▸ RECORDS SHOWN:
——————————

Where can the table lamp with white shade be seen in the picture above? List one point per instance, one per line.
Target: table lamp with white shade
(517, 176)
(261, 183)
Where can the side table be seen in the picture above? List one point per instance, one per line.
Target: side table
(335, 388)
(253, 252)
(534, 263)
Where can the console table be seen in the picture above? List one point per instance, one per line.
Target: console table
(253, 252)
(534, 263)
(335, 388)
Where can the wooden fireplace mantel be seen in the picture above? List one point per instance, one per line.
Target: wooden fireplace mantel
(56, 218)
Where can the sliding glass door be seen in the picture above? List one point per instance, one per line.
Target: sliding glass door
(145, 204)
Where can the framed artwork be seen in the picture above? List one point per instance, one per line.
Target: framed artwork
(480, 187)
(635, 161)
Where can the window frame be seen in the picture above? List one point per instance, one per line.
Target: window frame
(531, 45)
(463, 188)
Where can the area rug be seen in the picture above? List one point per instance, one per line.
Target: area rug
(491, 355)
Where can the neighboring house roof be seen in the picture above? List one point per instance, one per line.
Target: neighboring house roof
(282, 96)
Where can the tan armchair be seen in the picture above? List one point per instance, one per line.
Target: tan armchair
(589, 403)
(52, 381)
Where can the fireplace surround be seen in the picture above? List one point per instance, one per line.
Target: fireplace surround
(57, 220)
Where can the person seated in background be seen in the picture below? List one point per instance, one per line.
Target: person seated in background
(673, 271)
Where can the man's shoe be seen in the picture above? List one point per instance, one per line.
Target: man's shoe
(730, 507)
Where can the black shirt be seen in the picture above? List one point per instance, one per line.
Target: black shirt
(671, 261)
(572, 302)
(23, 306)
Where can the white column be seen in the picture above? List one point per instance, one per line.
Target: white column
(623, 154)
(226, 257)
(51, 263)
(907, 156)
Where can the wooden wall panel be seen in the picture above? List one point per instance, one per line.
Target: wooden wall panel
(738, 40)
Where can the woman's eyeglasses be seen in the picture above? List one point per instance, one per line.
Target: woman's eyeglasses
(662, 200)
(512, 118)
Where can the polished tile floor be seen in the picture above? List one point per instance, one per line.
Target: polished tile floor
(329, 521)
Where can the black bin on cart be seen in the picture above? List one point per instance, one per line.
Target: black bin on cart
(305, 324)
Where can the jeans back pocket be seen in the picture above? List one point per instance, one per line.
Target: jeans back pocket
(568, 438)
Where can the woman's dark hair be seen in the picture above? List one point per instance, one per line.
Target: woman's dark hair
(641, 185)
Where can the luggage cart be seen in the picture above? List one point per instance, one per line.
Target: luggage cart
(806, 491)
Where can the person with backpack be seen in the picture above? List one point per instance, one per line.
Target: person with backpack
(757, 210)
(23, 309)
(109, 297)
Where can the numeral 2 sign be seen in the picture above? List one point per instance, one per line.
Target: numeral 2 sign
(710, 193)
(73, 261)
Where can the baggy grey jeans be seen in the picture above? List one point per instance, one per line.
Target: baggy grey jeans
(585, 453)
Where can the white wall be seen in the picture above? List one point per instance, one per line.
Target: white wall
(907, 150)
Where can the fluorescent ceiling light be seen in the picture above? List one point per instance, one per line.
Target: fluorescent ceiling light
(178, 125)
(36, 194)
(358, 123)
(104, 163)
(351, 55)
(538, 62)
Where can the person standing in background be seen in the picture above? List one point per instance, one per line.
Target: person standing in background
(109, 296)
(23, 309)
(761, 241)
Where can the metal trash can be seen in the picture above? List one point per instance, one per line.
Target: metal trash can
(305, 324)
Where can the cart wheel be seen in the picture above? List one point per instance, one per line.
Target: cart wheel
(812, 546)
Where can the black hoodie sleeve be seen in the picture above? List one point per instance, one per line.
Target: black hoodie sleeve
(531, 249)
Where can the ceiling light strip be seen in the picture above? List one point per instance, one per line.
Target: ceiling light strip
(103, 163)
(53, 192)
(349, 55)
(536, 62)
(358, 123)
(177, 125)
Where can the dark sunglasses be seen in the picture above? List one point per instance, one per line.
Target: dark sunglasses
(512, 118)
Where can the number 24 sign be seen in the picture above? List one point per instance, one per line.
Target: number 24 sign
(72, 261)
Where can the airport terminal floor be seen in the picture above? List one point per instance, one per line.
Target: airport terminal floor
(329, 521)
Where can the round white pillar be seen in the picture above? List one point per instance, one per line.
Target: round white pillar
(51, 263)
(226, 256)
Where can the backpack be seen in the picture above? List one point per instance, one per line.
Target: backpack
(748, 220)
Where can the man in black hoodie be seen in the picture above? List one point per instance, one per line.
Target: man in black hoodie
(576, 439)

——————————

▸ REQUIRED TASK:
Can you render the data, from the line containing "Where can the white wall" through the end, as a JSON list of strings with one string per line and no blank lines?

▸ TASK SOLUTION:
[
  "Where can the white wall be seen in the picture above? List one point per instance, one per line.",
  "Target: white wall",
  "(907, 150)",
  "Where can the fluorescent ceiling light be seen in the picture above? List one point per instance, one per line.",
  "Target: fluorescent ceiling light",
  "(178, 125)",
  "(36, 194)",
  "(358, 123)",
  "(104, 163)",
  "(351, 55)",
  "(538, 62)",
  "Where can the person standing in background be seen in the picture above? List one point per instance, one per line.",
  "Target: person standing in background",
  "(109, 296)",
  "(23, 309)",
  "(761, 241)",
  "Where can the metal trash can be seen in the picture above? List one point per instance, one per line.",
  "Target: metal trash can",
  "(305, 324)",
  "Where can the cart wheel be seen in the picture above? List one point per instance, one per line.",
  "Target: cart wheel",
  "(812, 546)",
  "Where can the black hoodie sleeve be seen in the picture above? List one point per instance, one per line.",
  "Target: black hoodie sleeve",
  "(531, 249)",
  "Where can the ceiling light strip be seen in the picture above? List one point per instance, one per line.",
  "Target: ceiling light strip",
  "(103, 163)",
  "(53, 192)",
  "(349, 55)",
  "(536, 62)",
  "(358, 123)",
  "(177, 125)",
  "Where can the dark sunglasses be seen in the picture above? List one point per instance, one per line.",
  "Target: dark sunglasses",
  "(512, 118)",
  "Where can the number 24 sign be seen in the picture above? List one point per instance, one per line.",
  "Target: number 24 sign",
  "(72, 261)",
  "Where can the airport terminal floor be seen in the picture above? List one point per instance, one per line.",
  "Target: airport terminal floor",
  "(329, 521)",
  "Where can the round white pillar be seen in the picture above? List one point per instance, one per line.",
  "Target: round white pillar",
  "(51, 263)",
  "(226, 256)",
  "Where can the backpack be seen in the picture above? List one point per instance, one per line.",
  "Target: backpack",
  "(748, 220)",
  "Where can the man in black hoodie be seen in the picture above? List one point per instance, one per line.",
  "Target: man in black hoodie",
  "(576, 439)"
]